**Exercise brief**
Select every line below that contains the word "large", and copy each one. Case counts.

[Rows from an object pointing dataset]

++++++++++++++++++++

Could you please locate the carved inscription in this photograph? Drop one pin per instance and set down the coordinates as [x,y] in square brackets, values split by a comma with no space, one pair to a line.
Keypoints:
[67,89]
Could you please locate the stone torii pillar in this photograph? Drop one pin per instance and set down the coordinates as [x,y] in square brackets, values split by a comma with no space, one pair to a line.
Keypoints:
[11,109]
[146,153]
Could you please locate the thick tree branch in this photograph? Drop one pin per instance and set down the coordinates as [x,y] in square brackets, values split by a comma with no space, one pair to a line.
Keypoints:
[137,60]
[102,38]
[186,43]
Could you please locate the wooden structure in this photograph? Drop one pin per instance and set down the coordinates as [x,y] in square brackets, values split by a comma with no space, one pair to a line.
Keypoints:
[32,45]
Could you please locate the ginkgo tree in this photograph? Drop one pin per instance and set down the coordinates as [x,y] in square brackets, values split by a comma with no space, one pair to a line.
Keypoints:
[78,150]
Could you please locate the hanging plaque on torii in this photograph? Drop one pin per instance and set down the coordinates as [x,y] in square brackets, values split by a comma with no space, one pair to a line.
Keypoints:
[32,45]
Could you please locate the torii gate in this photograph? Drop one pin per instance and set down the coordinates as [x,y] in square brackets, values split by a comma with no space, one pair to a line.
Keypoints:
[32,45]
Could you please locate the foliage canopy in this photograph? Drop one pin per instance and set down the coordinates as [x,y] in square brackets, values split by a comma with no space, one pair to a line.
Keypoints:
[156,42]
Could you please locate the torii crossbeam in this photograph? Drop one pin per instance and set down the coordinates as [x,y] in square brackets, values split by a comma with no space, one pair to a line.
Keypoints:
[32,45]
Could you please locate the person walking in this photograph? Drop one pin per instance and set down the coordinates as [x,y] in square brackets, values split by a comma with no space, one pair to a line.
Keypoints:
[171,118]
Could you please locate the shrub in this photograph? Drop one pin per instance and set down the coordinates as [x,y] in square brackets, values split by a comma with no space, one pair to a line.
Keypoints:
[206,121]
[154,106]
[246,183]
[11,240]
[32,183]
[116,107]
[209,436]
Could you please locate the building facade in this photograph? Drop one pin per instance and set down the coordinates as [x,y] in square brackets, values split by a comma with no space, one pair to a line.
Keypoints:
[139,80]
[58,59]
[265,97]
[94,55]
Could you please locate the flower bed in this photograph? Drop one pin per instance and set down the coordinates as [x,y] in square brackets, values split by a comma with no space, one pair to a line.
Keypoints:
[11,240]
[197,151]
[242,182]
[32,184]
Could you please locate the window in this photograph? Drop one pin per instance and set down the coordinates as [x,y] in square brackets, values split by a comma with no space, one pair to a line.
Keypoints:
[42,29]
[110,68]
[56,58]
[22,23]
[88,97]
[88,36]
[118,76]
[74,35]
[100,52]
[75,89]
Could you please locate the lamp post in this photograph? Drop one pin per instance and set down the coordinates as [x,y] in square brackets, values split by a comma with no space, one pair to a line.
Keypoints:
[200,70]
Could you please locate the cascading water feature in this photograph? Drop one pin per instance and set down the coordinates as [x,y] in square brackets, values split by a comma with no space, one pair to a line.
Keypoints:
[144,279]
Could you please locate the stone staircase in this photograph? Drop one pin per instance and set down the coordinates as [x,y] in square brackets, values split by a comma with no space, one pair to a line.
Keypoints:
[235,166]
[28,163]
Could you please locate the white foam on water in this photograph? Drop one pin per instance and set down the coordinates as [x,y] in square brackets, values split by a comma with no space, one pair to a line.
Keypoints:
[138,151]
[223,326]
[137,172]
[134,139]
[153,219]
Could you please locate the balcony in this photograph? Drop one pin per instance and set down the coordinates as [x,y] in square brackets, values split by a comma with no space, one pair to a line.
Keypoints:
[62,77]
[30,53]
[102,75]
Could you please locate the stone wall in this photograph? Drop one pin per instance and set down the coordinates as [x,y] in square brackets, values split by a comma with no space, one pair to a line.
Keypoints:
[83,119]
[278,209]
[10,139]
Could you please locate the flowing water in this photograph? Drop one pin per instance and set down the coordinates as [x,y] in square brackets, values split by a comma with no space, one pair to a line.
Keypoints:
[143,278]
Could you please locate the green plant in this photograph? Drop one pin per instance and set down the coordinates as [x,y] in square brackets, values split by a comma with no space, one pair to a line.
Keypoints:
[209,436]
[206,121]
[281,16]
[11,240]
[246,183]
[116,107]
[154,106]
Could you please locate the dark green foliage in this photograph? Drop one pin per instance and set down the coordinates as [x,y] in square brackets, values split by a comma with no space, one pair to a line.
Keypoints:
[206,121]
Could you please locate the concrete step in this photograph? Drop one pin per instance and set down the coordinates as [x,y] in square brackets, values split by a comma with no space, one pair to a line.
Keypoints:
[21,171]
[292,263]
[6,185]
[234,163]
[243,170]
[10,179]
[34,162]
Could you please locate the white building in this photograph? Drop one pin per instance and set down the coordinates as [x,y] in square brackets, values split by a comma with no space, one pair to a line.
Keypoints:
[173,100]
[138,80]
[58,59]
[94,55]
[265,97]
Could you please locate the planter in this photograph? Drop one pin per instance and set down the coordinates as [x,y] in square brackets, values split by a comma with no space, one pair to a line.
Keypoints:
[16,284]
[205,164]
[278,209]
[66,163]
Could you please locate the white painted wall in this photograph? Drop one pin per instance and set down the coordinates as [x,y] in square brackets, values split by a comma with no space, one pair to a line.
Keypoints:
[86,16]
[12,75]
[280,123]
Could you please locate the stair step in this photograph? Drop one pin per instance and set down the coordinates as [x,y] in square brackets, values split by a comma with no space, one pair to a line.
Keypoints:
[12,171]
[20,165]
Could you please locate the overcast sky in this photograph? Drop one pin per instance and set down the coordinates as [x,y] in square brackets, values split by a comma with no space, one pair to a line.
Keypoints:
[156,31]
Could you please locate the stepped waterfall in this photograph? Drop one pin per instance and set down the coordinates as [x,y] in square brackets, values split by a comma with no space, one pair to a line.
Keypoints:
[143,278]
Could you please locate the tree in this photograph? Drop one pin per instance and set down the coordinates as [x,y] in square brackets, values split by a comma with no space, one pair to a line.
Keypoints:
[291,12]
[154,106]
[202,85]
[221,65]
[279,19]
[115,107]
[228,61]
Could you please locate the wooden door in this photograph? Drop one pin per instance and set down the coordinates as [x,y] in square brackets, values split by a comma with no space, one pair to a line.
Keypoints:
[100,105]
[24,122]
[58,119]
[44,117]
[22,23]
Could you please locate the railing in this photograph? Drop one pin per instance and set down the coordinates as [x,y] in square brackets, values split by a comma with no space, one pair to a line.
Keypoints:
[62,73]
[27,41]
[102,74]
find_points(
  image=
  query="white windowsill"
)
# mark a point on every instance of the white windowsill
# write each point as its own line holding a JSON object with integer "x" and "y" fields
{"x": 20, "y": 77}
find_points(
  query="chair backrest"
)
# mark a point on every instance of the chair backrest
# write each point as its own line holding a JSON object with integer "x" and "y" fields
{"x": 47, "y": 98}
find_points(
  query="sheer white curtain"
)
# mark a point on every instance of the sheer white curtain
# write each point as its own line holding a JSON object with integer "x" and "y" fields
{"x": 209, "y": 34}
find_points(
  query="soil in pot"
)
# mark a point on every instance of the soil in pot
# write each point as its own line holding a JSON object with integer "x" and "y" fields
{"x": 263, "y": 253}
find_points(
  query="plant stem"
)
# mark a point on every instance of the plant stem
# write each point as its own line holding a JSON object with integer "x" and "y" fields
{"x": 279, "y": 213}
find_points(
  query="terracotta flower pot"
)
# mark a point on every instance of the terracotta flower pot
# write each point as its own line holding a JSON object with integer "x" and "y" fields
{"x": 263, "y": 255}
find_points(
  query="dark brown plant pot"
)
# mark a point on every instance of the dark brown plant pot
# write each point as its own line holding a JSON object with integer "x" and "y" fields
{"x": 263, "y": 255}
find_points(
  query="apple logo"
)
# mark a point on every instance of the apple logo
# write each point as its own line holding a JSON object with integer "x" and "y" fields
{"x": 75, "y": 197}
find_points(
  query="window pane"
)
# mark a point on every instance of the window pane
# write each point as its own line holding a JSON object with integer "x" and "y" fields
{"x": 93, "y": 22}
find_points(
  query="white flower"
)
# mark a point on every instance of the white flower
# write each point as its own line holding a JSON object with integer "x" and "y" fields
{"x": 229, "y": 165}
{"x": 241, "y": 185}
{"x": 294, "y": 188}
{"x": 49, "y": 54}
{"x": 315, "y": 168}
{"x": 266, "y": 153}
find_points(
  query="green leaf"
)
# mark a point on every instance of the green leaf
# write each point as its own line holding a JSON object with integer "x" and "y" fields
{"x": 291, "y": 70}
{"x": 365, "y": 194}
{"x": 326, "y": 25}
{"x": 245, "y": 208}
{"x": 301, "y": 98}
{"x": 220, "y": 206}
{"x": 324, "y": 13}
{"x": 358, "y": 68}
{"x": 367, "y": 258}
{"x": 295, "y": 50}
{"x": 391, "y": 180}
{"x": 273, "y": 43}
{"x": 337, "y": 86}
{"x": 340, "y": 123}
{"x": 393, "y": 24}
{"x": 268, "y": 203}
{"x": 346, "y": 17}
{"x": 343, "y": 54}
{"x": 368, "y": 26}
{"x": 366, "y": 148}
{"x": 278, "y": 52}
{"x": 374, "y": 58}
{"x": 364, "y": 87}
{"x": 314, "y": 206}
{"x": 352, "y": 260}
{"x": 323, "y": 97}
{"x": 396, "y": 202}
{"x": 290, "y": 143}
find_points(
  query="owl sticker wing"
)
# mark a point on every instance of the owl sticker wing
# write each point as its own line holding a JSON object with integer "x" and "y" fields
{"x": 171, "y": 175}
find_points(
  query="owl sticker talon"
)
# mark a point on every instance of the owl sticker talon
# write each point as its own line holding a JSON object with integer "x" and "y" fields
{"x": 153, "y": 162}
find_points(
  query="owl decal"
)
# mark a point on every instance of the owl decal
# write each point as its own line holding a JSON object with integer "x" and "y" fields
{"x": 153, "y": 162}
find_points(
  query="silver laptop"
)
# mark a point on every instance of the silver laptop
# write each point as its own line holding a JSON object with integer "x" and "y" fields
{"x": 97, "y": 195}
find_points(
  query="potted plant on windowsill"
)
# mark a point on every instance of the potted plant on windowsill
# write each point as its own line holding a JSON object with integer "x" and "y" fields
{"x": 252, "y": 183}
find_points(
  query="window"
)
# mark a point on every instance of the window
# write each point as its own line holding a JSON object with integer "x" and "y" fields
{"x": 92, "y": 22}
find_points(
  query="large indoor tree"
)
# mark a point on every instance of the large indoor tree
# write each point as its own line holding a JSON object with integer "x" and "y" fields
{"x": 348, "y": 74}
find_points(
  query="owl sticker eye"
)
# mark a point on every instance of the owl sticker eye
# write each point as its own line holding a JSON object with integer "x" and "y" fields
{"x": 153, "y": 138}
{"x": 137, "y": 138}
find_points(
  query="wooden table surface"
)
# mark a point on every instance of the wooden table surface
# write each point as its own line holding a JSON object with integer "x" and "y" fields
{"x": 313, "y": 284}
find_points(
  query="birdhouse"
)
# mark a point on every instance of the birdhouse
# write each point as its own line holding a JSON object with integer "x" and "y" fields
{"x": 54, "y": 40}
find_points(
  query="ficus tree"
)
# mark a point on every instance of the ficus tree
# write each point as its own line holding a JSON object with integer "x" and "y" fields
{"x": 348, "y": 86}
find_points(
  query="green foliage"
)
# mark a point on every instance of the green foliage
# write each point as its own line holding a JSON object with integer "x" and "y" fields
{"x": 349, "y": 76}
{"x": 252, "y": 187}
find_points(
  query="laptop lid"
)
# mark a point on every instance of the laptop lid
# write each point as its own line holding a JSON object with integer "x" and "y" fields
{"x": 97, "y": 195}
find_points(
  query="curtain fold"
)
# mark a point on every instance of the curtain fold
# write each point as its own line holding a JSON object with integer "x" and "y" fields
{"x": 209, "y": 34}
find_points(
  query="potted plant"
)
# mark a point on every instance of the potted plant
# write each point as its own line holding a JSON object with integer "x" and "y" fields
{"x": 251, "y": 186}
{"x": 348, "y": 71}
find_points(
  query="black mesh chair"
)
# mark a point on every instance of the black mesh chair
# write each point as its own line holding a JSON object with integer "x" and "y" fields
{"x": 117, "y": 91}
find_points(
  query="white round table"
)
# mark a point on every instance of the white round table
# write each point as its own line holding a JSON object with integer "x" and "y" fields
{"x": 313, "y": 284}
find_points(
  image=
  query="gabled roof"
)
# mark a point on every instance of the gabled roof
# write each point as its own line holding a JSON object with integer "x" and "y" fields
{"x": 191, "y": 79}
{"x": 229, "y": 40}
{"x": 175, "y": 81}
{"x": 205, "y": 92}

++++++++++++++++++++

**In response**
  query="large indoor tree"
# mark a point on every instance of the large indoor tree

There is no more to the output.